- [Exercise requirements]
(a) In the contact lens article, what did the technician's note "CLSNLA" stand for?
(b) Reproduce the part of the contact lens article that begins at the words "I recently saw" and ends after the words "preliminary testing findings.".

- [Provided text]
○ ○ ○

Article Date: 9/1/2003

contact lens economics
Prescribe What's Best For Your Patients
BY GARY GERBER, OD

I recently saw a 33-year-old software engineer who was wearing old-technology polymacon spin-cast lenses. A long-time patient, he was compliant and showed up for his yearly examinations with meticulous accuracy (after all, he is an engineer).

Knowing more about contact lenses than all of us reading this article combined, he once again proceeded to tell me the benefits of not switching to newer high Dk/t disposable contact lenses. We had the same discussion in previous years, so while he once again educated me about the finer points of enzyme tablets, I tuned him out and reviewed his preliminary testing findings.

Speaking Out

I turned white with angst as I read my technician's short but stabbing note: "CLSNLA," or "contact lenses no longer available." As I completed my examination I prepared for the inevitable verbal lashing I was about to receive. Finally, after collecting all of my clinical data, I took a deep breath and just came out with it.

"Your old technology contact lenses are no longer available, and I'm going to refit you with newer, better, more breathable disposable contact lenses."

There ­ I said it. Now let the cards fall where they may.

"Okay, I thought you might say that one day," he replied.

"Huh?" I thought to myself. "That's it?" No academic brutalizing? You mean he's just going to let me do what's best for him?

While I certainly do not mean to offend the fine men and women of the engineering profession, they are often stereotyped as being more analytical and rigid in their thinking than the general population. Most of us in the eyecare trenches can relate to this personality type, which is why I chose it as my example.

This patient encounter exhibits what many of us, including myself that day, are continually guilty of: prescribing contact lenses based on a patient's personality and how we think he will respond to our recommendations.

Be the Doctor

Thinking that we will get "shot down" for recommending a new modality, many of us retreat and fall prey to a, "if it ain't broken, don't fix it" mentality.

In these cases, recognize that it really is broken. If you still think it isn't, then you should break it. After all, you owe it to your patients to prescribe what is best for them, regardless of their personality profile or your preconceived notion of how they will react to your suggestions.

Here are some ways to help you "break it."

Pretend the patient asked you about the contact lenses you want to prescribe for him. This changes your perception of your presentation from selling to telling. Practitioners tend to be great tellers, so capitalize on this communication skill.

Let your staff break the ice for you by asking the patient simple questions such as, "Did you know there is a non-surgical way to correct nearsightedness?" This can help decrease later obstacles to discussing orthokeratology. To tell instead of sell, you can ask the patient, "Did you know there's a way to correct your vision without surgery?" When the patient replies, "Yes, I've heard a little about it from your staff," the door is now open for you to continue the discussion.

Don't Judge a Book by Its Cover

We often read that we should not prejudge a patient's ability to pay for a newer modality. So too we should not attempt to predict patients' reactions to something new based on their personality or how they might react to our recommendations.

○ ○ ○

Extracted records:
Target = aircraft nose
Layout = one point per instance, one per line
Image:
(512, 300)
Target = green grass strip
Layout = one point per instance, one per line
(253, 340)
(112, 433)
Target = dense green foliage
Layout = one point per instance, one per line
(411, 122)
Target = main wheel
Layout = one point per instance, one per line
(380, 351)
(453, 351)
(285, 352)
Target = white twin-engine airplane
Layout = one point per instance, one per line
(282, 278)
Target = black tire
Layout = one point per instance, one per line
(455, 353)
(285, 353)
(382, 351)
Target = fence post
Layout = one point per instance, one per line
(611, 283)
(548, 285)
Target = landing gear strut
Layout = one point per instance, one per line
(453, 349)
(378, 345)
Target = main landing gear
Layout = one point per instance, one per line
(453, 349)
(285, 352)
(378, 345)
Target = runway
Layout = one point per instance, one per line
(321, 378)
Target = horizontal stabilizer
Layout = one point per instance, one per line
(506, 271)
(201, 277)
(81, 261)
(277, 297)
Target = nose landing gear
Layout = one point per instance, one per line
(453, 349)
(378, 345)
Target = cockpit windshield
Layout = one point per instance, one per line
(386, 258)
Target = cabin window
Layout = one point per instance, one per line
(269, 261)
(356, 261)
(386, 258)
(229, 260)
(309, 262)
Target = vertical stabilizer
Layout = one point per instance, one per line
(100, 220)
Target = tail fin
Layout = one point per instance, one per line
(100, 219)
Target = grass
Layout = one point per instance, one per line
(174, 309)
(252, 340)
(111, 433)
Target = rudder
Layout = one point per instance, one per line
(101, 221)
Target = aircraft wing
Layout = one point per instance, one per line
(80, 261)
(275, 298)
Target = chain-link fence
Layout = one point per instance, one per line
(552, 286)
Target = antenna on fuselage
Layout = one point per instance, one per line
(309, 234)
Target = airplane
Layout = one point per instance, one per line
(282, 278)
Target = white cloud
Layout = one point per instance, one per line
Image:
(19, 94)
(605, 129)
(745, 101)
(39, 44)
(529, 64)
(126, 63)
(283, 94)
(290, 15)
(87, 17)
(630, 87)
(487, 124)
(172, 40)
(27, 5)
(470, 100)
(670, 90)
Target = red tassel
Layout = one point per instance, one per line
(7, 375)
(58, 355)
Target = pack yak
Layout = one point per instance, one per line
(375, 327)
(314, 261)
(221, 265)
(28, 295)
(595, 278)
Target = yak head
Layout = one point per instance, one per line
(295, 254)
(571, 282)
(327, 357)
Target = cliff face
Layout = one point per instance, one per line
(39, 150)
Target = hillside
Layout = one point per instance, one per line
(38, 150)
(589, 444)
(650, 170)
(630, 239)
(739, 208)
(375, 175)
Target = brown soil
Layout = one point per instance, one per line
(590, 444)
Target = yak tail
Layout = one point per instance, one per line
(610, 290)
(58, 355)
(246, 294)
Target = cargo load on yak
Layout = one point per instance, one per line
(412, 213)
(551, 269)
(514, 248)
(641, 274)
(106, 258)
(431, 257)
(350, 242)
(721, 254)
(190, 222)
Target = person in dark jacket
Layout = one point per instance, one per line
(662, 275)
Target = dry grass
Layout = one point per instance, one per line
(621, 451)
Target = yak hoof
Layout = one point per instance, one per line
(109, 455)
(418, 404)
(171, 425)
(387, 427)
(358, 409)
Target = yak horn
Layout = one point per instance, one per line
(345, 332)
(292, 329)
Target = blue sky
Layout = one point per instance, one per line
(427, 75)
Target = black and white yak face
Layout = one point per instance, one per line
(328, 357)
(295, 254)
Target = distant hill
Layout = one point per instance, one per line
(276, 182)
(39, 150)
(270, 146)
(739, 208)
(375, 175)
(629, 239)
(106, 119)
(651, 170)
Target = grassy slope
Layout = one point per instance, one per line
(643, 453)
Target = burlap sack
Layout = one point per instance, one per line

○ ○ ○

- [Task answers]
(a) Contact lenses no longer available.

(b)
I recently saw a 33-year-old software engineer who was wearing old-technology polymacon spin-cast lenses. A long-time patient, he was compliant and showed up for his yearly examinations with meticulous accuracy (after all, he is an engineer).

Knowing more about contact lenses than all of us reading this article combined, he once again proceeded to tell me the benefits of not switching to newer high Dk/t disposable contact lenses. We had the same discussion in previous years, so while he once again educated me about the finer points of enzyme tablets, I tuned him out and reviewed his preliminary testing findings.